* To do
Exclude the pictures and transcribe the rest of the data below exactly.

* Data provided
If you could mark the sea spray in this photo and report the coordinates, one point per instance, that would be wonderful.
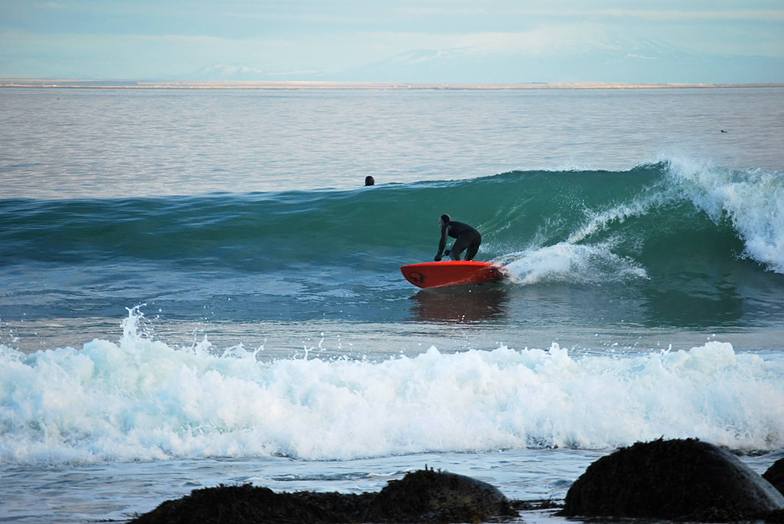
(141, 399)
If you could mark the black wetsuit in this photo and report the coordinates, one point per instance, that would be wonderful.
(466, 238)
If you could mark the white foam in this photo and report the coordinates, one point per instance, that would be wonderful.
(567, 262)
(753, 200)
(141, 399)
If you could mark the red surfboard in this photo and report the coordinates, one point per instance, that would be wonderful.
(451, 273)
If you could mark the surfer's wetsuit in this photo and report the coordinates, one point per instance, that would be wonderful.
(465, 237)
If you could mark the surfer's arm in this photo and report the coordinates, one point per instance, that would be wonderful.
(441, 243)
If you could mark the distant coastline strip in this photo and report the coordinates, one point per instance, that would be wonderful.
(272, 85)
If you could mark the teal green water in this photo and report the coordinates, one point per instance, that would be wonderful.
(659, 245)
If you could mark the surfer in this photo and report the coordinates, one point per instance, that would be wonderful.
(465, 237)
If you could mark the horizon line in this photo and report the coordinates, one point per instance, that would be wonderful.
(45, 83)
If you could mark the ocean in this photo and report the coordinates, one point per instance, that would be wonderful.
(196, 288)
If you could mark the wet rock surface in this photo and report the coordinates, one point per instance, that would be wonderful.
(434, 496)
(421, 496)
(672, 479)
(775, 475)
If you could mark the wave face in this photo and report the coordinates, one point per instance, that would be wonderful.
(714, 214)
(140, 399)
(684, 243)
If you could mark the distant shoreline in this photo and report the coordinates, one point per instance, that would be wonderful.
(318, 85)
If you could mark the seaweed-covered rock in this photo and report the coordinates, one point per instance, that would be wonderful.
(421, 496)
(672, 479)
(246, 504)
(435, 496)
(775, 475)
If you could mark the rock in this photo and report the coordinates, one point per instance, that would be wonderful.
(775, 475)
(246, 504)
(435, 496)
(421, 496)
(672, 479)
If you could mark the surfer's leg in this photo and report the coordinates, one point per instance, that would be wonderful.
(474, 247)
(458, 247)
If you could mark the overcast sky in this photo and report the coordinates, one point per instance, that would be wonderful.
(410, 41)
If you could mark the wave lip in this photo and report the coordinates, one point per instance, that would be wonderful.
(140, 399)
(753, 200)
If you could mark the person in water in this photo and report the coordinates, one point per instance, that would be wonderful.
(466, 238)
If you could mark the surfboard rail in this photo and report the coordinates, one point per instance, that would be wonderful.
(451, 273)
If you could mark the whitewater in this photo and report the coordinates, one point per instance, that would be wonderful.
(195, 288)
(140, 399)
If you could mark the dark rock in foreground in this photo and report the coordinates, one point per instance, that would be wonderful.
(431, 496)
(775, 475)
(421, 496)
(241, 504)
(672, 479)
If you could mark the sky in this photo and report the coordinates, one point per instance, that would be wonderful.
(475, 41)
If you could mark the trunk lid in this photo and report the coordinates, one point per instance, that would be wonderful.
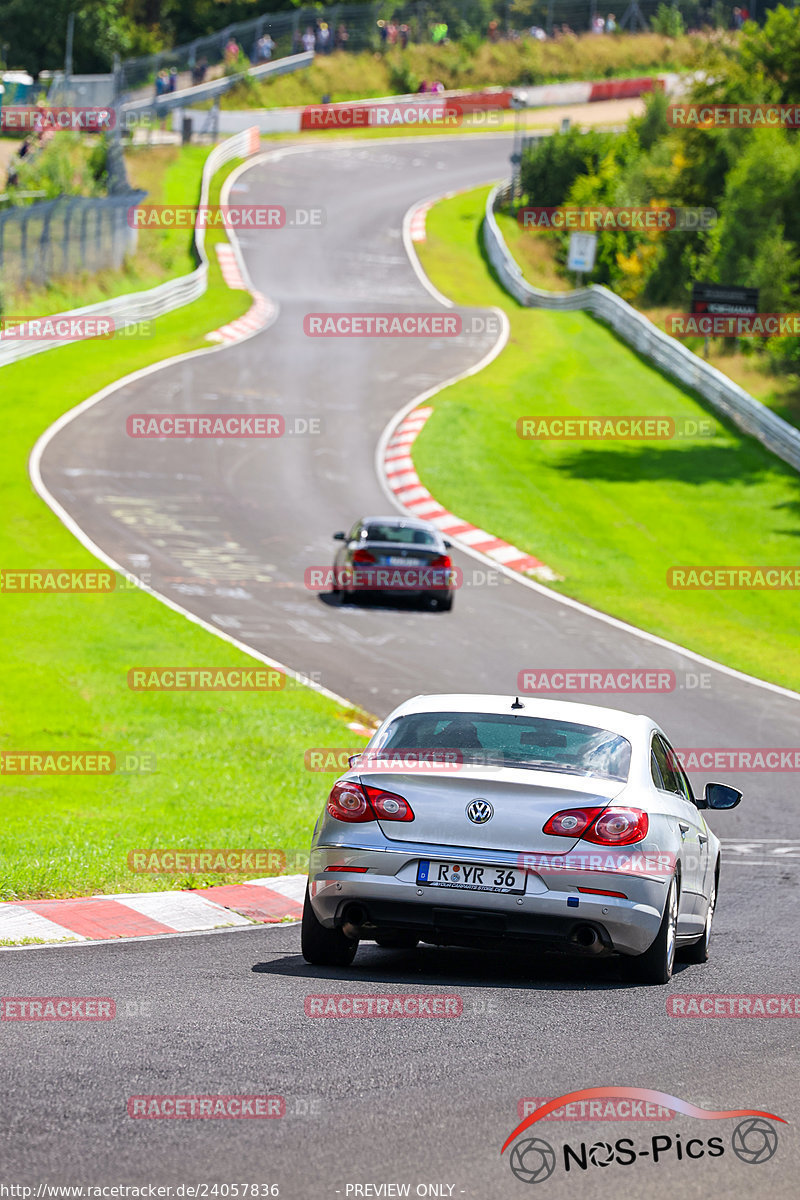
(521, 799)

* Answer space
If you could mark the sea spray in this photo and report the coordinates, one point per instance, that would be wonderful.
(141, 399)
If you could mark the black wetsuit in this photo and report the coordinates, one point per instance, that would be wonderful.
(466, 238)
If you could mark the white foam in this photo and report the coordinates, one point per instance, that would be wonderful.
(567, 262)
(753, 200)
(141, 399)
If you could mark the red surfboard in this photo and report the coordinates, one point per instance, that would be wonderful.
(451, 273)
If you could mark the surfer's wetsuit in this photo and report the coordinates, one point per instance, that would be wonderful.
(465, 237)
If you could mark the surfer's arm in this photo and report the coordinates, one point per instance, that would be wonderful.
(441, 243)
If you could mark the distant coastline strip in this photo and report the coordinates, one point per instance, that would be wonderful.
(272, 85)
If you could mark the teal green water in this photo and report the coordinates, one point per instance, that would be wonderful.
(659, 245)
If you could mark the surfer in this photo and report the coordinates, one point per instance, that would be wonderful.
(465, 237)
If you could mark the horizon line in this photo and report the coordinates, one point per instance, that would be wonderful.
(45, 83)
If you could mark the ocean in this photo and report the coordinates, one point per instance, that would be wonderful.
(196, 288)
If you could mark the wet rock surface in this photo and report the coordinates, one point per instance, that would be wonderful.
(434, 496)
(421, 496)
(672, 479)
(775, 475)
If you could mark the wave face in this photo and report the coordinates, one point per instance, that would be wonderful.
(714, 214)
(140, 399)
(684, 243)
If you could mark the distant shoreline in this photo and report the coordinates, one point per instance, that would be wonderful.
(318, 85)
If you could mark the seaweed-covered rock in this photo and report the coordinates, one point per instance, that would be wonderful.
(421, 496)
(672, 479)
(246, 504)
(435, 496)
(775, 475)
If you could mark the rock in this photo and report the coordinates, one point per instance, that would be wonderful.
(775, 475)
(246, 504)
(435, 496)
(421, 496)
(672, 479)
If you could mark the surfer's leg in this photo and report the coordinates, one point per instance, that would be wonderful.
(474, 247)
(458, 247)
If you could mark the overcast sky in this photo and report the coordinates, one point per instance, that would be wonderful.
(410, 41)
If you could mark the wave lip in this photo and report the coordinates, one point per instance, that would be wonderful.
(140, 399)
(753, 200)
If you could mark the person in water in this photo and report the coordinates, one point per instance, that would be wonderful.
(466, 238)
If you could mark the surfboard rail in this photo and report the coordinates, one point per instance, that would be wonderful.
(451, 273)
If you could mark the whitewater in this photo and report the coordinates, one point per instance, that would be wonderful.
(195, 288)
(140, 399)
If you could mark the dark rock in foreground in this photo and report the coordinates, one point per instance, that would be wonderful.
(431, 496)
(775, 475)
(421, 496)
(241, 504)
(672, 479)
If you could mark the sky in this photo and report the coordinates, one point per instance, that would be wonderful.
(475, 41)
If you could mark the trunk lid in this photo and report the coordinates, one point per instance, that would be wonderful.
(521, 799)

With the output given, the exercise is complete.